The task:
Transcribe the data underneath exactly, keeping every word in place.

[[ Information given, beginning ]]

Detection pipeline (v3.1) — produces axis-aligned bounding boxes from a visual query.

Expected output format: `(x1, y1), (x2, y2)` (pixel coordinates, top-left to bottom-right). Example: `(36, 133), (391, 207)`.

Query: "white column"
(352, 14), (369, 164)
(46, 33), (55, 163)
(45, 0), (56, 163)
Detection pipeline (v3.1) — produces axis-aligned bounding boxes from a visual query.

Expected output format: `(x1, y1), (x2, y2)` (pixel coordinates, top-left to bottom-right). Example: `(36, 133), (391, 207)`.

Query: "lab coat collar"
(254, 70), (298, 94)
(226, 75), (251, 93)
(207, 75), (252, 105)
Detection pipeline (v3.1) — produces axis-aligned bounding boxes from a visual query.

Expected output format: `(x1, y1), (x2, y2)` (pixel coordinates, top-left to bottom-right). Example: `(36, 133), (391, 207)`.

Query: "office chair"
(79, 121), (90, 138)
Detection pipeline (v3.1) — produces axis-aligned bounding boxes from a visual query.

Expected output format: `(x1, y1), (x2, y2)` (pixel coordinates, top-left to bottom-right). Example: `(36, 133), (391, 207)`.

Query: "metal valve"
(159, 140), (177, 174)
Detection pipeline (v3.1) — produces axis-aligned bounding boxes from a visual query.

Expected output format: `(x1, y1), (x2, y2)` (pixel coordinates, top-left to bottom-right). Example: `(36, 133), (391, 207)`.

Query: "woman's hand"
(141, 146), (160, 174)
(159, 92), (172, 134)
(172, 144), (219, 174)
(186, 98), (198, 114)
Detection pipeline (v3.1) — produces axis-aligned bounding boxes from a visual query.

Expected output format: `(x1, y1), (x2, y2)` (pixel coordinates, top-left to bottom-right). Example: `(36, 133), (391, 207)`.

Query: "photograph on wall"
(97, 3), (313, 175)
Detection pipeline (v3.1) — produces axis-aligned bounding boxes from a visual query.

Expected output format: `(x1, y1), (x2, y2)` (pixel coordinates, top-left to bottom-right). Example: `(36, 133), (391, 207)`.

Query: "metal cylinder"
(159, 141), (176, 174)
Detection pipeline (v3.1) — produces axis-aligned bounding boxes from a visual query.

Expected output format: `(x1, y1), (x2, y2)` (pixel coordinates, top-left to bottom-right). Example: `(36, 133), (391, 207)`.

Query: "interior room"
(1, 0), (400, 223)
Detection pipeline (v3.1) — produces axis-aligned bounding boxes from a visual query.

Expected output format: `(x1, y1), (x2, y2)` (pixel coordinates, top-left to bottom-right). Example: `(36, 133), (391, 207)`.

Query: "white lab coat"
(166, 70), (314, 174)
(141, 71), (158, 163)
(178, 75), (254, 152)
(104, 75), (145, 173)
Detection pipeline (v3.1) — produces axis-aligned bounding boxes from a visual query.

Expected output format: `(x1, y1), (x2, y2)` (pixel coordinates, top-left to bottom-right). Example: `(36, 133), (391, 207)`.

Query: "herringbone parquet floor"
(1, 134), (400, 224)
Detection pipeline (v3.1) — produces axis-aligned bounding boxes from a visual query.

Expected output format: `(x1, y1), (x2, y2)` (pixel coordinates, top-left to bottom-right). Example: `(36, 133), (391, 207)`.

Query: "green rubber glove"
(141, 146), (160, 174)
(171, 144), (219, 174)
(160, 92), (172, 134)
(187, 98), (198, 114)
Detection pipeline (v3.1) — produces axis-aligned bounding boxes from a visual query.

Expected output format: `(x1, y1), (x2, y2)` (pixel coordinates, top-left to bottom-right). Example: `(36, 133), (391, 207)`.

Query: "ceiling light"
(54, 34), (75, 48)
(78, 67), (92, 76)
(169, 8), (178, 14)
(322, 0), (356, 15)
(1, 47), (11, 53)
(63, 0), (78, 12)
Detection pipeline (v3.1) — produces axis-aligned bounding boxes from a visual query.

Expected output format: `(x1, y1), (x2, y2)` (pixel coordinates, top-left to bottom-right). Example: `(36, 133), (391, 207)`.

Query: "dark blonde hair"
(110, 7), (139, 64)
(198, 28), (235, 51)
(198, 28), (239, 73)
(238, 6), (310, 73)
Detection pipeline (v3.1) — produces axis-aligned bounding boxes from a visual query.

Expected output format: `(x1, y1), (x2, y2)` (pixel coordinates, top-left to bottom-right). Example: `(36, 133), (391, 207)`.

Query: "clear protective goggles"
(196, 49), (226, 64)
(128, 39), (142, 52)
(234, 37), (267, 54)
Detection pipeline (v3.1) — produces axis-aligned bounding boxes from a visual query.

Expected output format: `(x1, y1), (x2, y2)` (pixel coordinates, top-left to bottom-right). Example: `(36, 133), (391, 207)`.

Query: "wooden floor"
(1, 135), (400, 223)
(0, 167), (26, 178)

[[ Information given, end ]]

Response:
Detection pipeline (v3.1) — produces axis-aligned bounding boxes from a visual query.

Expected output format: `(x1, y1), (x2, y2)` (pixel coordinates, top-left to bottom-right). Example: `(36, 133), (391, 207)`.

Query: "white column"
(352, 14), (369, 164)
(46, 33), (55, 163)
(45, 0), (56, 163)
Detection pipeline (v3.1) — produces axis-aligned bounding boxes from a visual query.

Expected output format: `(x1, y1), (x2, y2)` (pixel coordinates, top-left to bottom-right). Example: `(36, 133), (391, 207)`.

Query: "lab coat collar"
(254, 70), (298, 94)
(226, 75), (251, 93)
(207, 75), (252, 105)
Detection pipeline (v3.1) — produces axis-aligned bounding boxes from a visual query.

Expected output format: `(x1, y1), (x2, y2)` (pixel coordinates, top-left to bottom-right). Example: `(36, 133), (391, 207)`.

Query: "office chair"
(79, 121), (90, 138)
Detection pipeline (v3.1) — produces axis-aligned bounding boxes from a visual query.

Expected output format: `(x1, y1), (x2, y2)` (pixel coordinates, top-left to bottom-right). Example: `(36, 133), (391, 207)`.

Query: "metal valve"
(159, 140), (177, 174)
Detection pipeline (v3.1) — produces axis-aligned bounding boxes from a visual query.

Expected output format: `(x1, y1), (x2, y2)` (pixel coordinates, top-left to bottom-right). Example: `(36, 133), (391, 207)`.

Query: "woman's hand"
(141, 146), (160, 174)
(159, 92), (172, 134)
(172, 144), (219, 174)
(186, 98), (198, 114)
Detection pipeline (v3.1) — produces axis-aligned bounding boxes from a visual query.

Expected output format: `(x1, y1), (x2, y2)` (pixel coordinates, top-left to bottom-right). Example: `(36, 133), (391, 207)`.

Query: "photograph on wall"
(97, 3), (313, 175)
Detection pipeline (v3.1) — produces axis-aligned bounding boxes from a visual query.

Expected output format: `(x1, y1), (x2, y2)` (pixel coordinates, top-left to bottom-right). Example: `(36, 133), (391, 207)`.

Query: "metal cylinder"
(159, 141), (176, 174)
Detection pipeline (v3.1) — produces axis-aligned bounding boxes from a visual query.

Expected output format: `(x1, y1), (x2, y2)` (pixel coordinates, top-left to bottom-right). Example: `(36, 133), (391, 207)`.

Query: "interior room"
(1, 0), (400, 223)
Detection pipeline (v3.1) — produces axis-aligned bounding boxes from a visual query.

Expected output format: `(x1, y1), (x2, y2)` (pixel coordinates, top-left to bottom-right). Example: `(36, 133), (391, 207)`.

Query: "white lab coat"
(166, 70), (314, 174)
(141, 71), (158, 163)
(178, 75), (254, 152)
(104, 75), (145, 173)
Detection pipeline (v3.1) — produces axis-aligned bounding boxes from a visual query.

Expected output format: `(x1, y1), (x2, y2)` (pixel coordinates, top-left to bottom-right). Example: `(36, 133), (391, 207)`.

Query: "herringbone parquet floor"
(1, 134), (400, 224)
Detection pipeline (v3.1) — produces axis-aligned bounding boxes from a visual query.

Expected output format: `(x1, y1), (x2, y2)` (pixel coordinates, top-left to bottom-right). Example: `(36, 133), (391, 207)`.

Query: "green rubber glove"
(141, 146), (160, 174)
(171, 144), (219, 174)
(160, 92), (172, 134)
(187, 98), (198, 114)
Detection pipeline (v3.1) — produces axis-aligned bounding boxes from a visual query.

Expected output format: `(x1, y1), (x2, y2)` (pixel coordinates, top-left to bottom-right). Example: `(36, 133), (391, 207)`.

Query: "ceiling light"
(54, 34), (75, 48)
(78, 67), (92, 76)
(169, 8), (178, 14)
(322, 0), (356, 15)
(1, 47), (11, 53)
(63, 0), (78, 12)
Detection pipeline (v3.1) — produces axis-aligned bounding boxes from a visual query.

Expected output format: `(x1, y1), (x2, y2)` (pixel coordinates, top-left to bottom-right). Example: `(36, 133), (391, 207)`.

Query: "dark blonde hair"
(110, 7), (139, 64)
(198, 28), (235, 51)
(198, 28), (239, 73)
(238, 6), (310, 73)
Detection pipeline (v3.1) — produces axis-aligned bounding boxes from a visual query.

Expected output format: `(x1, y1), (x2, y2)` (pixel coordinates, top-left to bottom-right). Example: `(36, 133), (391, 207)`.

Query: "clear protective goggles"
(196, 49), (226, 64)
(128, 39), (142, 52)
(234, 37), (267, 54)
Detection pipeline (v3.1) — produces axis-aligned bounding boxes from a visual query.

Expected output format: `(x1, y1), (x2, y2)` (pixel coordinates, top-left to bottom-right). Example: `(36, 133), (391, 207)`.

Query: "wooden floor"
(1, 135), (400, 223)
(0, 167), (26, 178)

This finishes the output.